▸ **RECORDS FOR THIS TASK**:
##############################

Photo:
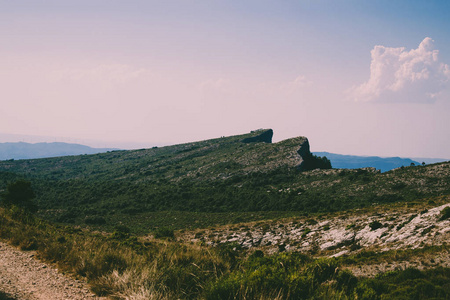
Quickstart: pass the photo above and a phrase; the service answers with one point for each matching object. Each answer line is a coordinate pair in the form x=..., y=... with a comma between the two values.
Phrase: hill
x=221, y=180
x=235, y=218
x=383, y=164
x=23, y=150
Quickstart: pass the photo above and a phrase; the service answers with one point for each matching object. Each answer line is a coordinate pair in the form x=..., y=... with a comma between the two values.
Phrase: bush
x=445, y=213
x=20, y=194
x=164, y=232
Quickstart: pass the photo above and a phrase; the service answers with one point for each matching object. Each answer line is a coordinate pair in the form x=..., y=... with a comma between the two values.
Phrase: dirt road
x=24, y=277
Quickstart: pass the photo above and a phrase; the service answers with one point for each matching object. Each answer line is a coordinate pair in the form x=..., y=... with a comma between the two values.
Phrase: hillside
x=23, y=150
x=235, y=218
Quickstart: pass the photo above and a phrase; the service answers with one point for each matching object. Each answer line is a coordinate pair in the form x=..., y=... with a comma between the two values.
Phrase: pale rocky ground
x=345, y=234
x=24, y=277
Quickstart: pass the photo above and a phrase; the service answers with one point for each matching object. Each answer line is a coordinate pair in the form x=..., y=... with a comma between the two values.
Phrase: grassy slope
x=233, y=177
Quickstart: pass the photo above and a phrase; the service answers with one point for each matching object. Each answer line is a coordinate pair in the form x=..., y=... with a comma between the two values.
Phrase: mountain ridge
x=23, y=150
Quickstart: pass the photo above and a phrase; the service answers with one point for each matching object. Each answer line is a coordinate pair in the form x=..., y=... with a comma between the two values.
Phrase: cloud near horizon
x=397, y=75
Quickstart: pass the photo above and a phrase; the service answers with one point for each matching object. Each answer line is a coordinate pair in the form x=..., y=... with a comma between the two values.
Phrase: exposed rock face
x=398, y=229
x=304, y=153
x=265, y=137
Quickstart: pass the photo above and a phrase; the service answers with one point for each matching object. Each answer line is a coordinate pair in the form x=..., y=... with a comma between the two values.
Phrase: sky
x=355, y=77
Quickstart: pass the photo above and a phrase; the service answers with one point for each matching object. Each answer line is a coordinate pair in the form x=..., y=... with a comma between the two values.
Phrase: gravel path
x=24, y=277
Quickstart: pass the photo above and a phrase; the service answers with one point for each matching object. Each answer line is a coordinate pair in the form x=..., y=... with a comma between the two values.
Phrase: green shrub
x=164, y=232
x=445, y=214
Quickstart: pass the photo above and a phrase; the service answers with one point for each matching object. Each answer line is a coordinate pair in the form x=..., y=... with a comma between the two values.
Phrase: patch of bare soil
x=24, y=277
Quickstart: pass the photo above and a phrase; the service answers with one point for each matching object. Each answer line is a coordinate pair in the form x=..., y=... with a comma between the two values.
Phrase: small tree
x=20, y=194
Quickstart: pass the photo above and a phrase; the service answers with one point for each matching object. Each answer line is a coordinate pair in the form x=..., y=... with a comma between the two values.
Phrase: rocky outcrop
x=389, y=229
x=264, y=137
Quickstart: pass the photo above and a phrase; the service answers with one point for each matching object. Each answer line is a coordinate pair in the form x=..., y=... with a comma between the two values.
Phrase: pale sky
x=355, y=77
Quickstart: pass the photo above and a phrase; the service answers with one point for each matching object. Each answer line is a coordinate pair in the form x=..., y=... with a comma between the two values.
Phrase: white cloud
x=296, y=85
x=397, y=75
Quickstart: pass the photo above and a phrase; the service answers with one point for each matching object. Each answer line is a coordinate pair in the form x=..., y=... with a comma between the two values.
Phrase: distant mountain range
x=384, y=164
x=23, y=150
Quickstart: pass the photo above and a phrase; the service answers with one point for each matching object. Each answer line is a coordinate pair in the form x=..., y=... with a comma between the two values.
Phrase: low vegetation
x=117, y=220
x=123, y=265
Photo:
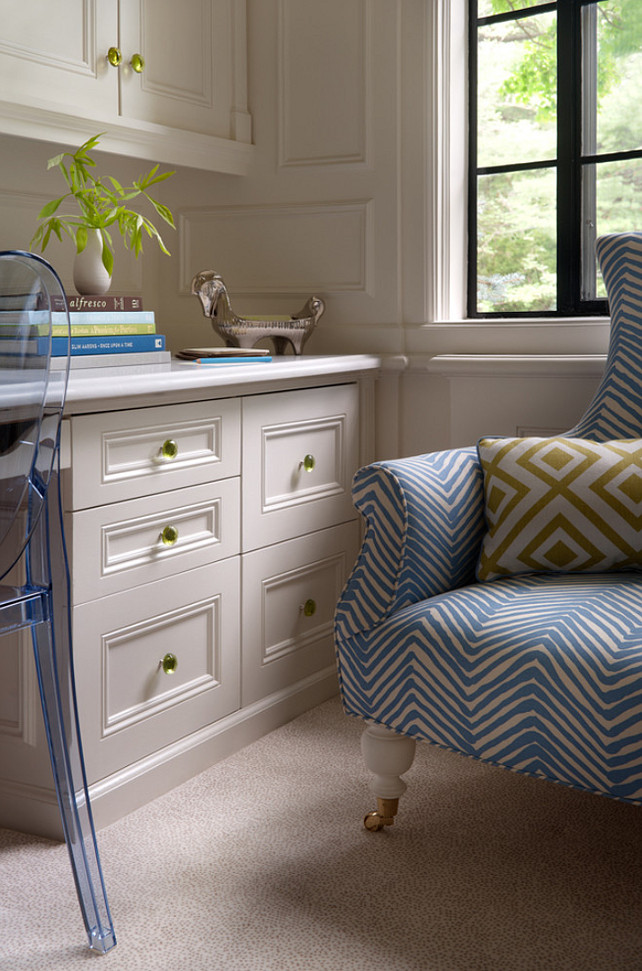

##############################

▸ **PROBLEM DETAILS**: Copy every item above word for word, leaving out the pictures.

▸ **FINAL ANSWER**:
Photo:
Quickstart: pass the photo above and a phrase; the service answers with one point for each matching object. Each answer line is a coordinate pair in the form x=..., y=... with a comma between the two values.
Phrase: hill
x=221, y=180
x=235, y=218
x=383, y=164
x=23, y=150
Quickstart: pass the photo above and a phrase; the service answers with one point for each matching object. Each answer line is a coordinate pair in the form x=..., y=... with a comma between the two values.
Phrase: bush
x=445, y=213
x=20, y=194
x=164, y=232
Quickstart: pass the photo above and a phrase; the service answers with one point for each matching object. Each answer line is a coordinate pair in the form x=..., y=... with a comma between the two values.
Phrase: dirt road
x=24, y=277
Quickstart: pass the photo above and a phrase; the service answers with one point for each matching object. Each answer line is a coordinate pair in the form x=..., y=... with a comma between the two values.
Phrase: hillside
x=23, y=150
x=235, y=218
Quickstart: pass the photo above and a phrase; the service answers with one point for each matching object. Each answer line is a coordinate pair in the form x=..., y=... with a comma between the two values.
Phrase: pale rocky ground
x=345, y=234
x=24, y=277
Quickstart: pass the photo above and a phrase; the service answers with one point for each matching object. Each answer line is a coordinate pair in the form x=..., y=... with a comma between the two values.
Phrase: grassy slope
x=233, y=177
Quickstart: pass the photo above and a phrase; the service answers with one point for each matching object. Each answer line is a coordinate pair in the form x=..., y=... with a comma between the two values.
Phrase: mountain ridge
x=23, y=150
Quickstart: pass the photo above and a phrase; the service answers with one point for each matching object. Each answer line is a coordinate pair in the form x=..., y=... with a comma between the two values.
Phrase: cloud near horizon
x=397, y=75
Quickstart: pass the photo above and a phrase; the service answers with one point for each matching object. Each answer line is a coordinate pair in the form x=..., y=... with a comma between the two values.
Phrase: exposed rock face
x=398, y=229
x=304, y=153
x=265, y=137
Quickstart: pass the photo above and a phrase; the service answers with one point for each matching object. Each answer line is a coordinate pair in the form x=..., y=... with a comma between the two values.
Phrase: sky
x=355, y=77
Quickstart: pass the photo above and a phrase; the service answers with one point for each matching object. Each answer line is a coordinate pair in the form x=..., y=... with a comma between the two values.
Phrase: gravel path
x=24, y=277
Quickstart: pass the photo above and a phrase; the service answers with one point for each matching object. Each answer line is a coordinate pair in the form x=..., y=... with a comma between the two values.
Phrase: green shrub
x=164, y=232
x=445, y=214
Quickstart: pass the photo above and a phrase; the service answers with one point for each matching object. Each answer line is a coordinate pair in the form x=..., y=... with a comma between the two values.
Phrase: patch of bare soil
x=24, y=277
Quickstart: pass the photo above and a phrase; the service answers with one point for each matching object. Each answer line is a coordinate pair in the form x=..., y=... with a comma between the two values.
Phrase: small tree
x=20, y=194
Quickstart: pass the photo above and a phrase; the service answers with one point for each matching object. Each answer line is a coordinate pair in the form x=..., y=... with a comma between the two values.
Phrase: rocky outcrop
x=389, y=229
x=264, y=137
Quickstart: pass the photo above and a phrase; the service answers with one point for each matching object. Each answer line is a coordinate pair in the form x=..., y=... with a comma between the two values.
Phrase: pale sky
x=355, y=77
Quickstart: pass the photo above and a phrase; the service answers with one point for each matching object. Each answer line is a coordinate pair in the form x=..., y=... with a comma between the two values.
Phrase: white cloud
x=296, y=85
x=397, y=75
Quickstart: pass the photo above and a phrase; the service answers with one point for each matching object. Each answer line is a coordinate pair in the form x=..., y=... with a comma between the two values.
Phrase: distant mountain range
x=384, y=164
x=23, y=150
Quickstart: pass the photo above and a phrase; the service answers with one point for each matching object. Each answer line is a coordinate pair in the form x=..., y=... with a comma between the two values.
Phrase: low vegetation
x=117, y=220
x=123, y=265
Photo:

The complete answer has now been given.